_Text segment_.
····················

Search code examples
awksedbioinformatics

How to remove last character from a line only if it's a number in R or Linux


I have a list of ~28,000 gene transcripts, e.g.:

4R79.1b 
4R79.2b 
AC3.1a 
AC3.2 
AC3.3 
AC3.5a

I need to get gene names by removing the last character only if it's a letter. I've been googling for days and haven't found a solution that would remotely help, I must have missed something.

I thought there must be a simple solution but my best attempt was sed 's/[[:alpha:]]$//' transcripts.txt > genes.txt but it did not seem to do anything and the size of the file has not changed from the original.


Solution

  • With awk:

    $ echo '4R79.1b 4R79.2b AC3.1a AC3.2 AC3.3 AC3.5a' | 
    awk '{for(i=1;i<=NF;i++) sub(/[[:alpha:]]$/,"",$i)} 1'   
    

    Prints:

    4R79.1 4R79.2 AC3.1 AC3.2 AC3.3 AC3.5 
    

    Or sed:

    sed -E 's/[[:alpha:]]([[:space:]]|$)/\1/g'
    

    For a new file, just redirect:

    sed -E 's/[[:alpha:]]([[:space:]]|$)/\1/g' file > new_file
    

    If you want to replace inplace you can use sed:

    sed -i bak -E 's/[[:alpha:]]([[:space:]]|$)/\1/g' file
    

    Or awk by redirecting to a new temp file then overwriting the original (which is what sed -i is doing...):

    awk '{for(i=1;i<=NF;i++) sub(/[[:alpha:]]$/,"",$i)} 1' file > TEMP_FILE && mv -f TEMP_FILE file
    

    You can also use GNU awk which has an inplace option as well.

····················

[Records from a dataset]

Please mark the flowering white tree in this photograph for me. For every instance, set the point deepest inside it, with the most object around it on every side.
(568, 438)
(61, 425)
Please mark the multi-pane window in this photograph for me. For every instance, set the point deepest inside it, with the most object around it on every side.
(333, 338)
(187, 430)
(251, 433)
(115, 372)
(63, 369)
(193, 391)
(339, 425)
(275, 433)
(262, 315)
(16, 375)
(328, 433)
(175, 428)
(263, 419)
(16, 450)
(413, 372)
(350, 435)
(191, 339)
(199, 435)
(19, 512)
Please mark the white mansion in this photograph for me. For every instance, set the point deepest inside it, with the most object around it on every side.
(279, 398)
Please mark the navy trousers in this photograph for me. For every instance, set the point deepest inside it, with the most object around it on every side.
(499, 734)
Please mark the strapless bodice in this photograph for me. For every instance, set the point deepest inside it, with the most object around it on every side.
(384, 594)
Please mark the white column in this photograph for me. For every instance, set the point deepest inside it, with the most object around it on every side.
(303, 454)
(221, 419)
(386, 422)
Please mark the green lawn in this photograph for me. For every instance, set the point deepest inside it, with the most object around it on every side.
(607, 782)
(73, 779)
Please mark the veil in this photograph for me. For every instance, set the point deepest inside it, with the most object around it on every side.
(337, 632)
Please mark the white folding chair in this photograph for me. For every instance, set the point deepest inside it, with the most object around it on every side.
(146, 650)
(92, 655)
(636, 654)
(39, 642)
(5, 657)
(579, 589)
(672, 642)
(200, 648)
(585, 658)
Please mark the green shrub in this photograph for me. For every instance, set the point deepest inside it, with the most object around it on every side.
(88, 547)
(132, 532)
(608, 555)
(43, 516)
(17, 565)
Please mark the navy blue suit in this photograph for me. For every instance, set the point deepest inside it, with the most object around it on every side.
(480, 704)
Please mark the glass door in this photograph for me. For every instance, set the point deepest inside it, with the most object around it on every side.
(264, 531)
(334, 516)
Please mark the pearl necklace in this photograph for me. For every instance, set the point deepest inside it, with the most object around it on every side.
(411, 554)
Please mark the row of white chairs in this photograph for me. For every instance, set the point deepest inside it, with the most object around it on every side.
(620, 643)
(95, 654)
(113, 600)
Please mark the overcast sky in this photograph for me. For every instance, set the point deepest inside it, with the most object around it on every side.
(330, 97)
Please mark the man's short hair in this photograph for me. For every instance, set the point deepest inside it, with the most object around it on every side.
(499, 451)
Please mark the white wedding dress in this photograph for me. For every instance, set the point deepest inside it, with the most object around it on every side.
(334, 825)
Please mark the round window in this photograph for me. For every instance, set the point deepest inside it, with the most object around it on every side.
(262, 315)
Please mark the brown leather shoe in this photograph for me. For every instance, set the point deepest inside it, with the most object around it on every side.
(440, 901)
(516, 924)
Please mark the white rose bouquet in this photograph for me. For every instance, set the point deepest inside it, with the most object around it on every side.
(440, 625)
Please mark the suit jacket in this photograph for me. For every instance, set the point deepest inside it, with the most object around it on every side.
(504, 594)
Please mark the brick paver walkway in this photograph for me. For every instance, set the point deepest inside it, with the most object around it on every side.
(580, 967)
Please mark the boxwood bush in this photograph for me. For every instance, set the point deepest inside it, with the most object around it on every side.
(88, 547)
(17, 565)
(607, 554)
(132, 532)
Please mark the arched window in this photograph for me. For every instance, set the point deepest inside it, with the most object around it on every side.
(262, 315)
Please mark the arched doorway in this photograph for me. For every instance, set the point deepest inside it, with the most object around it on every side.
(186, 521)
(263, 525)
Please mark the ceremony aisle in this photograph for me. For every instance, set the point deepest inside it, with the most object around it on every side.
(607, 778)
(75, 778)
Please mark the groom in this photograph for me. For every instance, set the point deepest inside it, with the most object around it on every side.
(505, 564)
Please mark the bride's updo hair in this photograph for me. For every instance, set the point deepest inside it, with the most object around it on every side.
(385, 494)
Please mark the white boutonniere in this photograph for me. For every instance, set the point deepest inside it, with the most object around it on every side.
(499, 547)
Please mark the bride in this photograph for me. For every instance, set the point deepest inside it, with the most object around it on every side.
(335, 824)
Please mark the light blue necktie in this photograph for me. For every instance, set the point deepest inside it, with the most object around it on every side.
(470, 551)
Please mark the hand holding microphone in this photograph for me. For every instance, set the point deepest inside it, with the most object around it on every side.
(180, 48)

····················

_About this task_. Extract the entire forum thread about stripping a trailing letter from gene transcript names, reproducing every line of it word for word. These lines are separate material and are not part of the forum thread.

_Response_.
Search code examples
awksedbioinformatics

How to remove last character from a line only if it's a number in R or Linux


I have a list of ~28,000 gene transcripts, e.g.:

4R79.1b 
4R79.2b 
AC3.1a 
AC3.2 
AC3.3 
AC3.5a

I need to get gene names by removing the last character only if it's a letter. I've been googling for days and haven't found a solution that would remotely help, I must have missed something.

I thought there must be a simple solution but my best attempt was sed 's/[[:alpha:]]$//' transcripts.txt > genes.txt but it did not seem to do anything and the size of the file has not changed from the original.


Solution

  • With awk:

    $ echo '4R79.1b 4R79.2b AC3.1a AC3.2 AC3.3 AC3.5a' | 
    awk '{for(i=1;i<=NF;i++) sub(/[[:alpha:]]$/,"",$i)} 1'   
    

    Prints:

    4R79.1 4R79.2 AC3.1 AC3.2 AC3.3 AC3.5 
    

    Or sed:

    sed -E 's/[[:alpha:]]([[:space:]]|$)/\1/g'
    

    For a new file, just redirect:

    sed -E 's/[[:alpha:]]([[:space:]]|$)/\1/g' file > new_file
    

    If you want to replace inplace you can use sed:

    sed -i bak -E 's/[[:alpha:]]([[:space:]]|$)/\1/g' file
    

    Or awk by redirecting to a new temp file then overwriting the original (which is what sed -i is doing...):

    awk '{for(i=1;i<=NF;i++) sub(/[[:alpha:]]$/,"",$i)} 1' file > TEMP_FILE && mv -f TEMP_FILE file
    

    You can also use GNU awk which has an inplace option as well.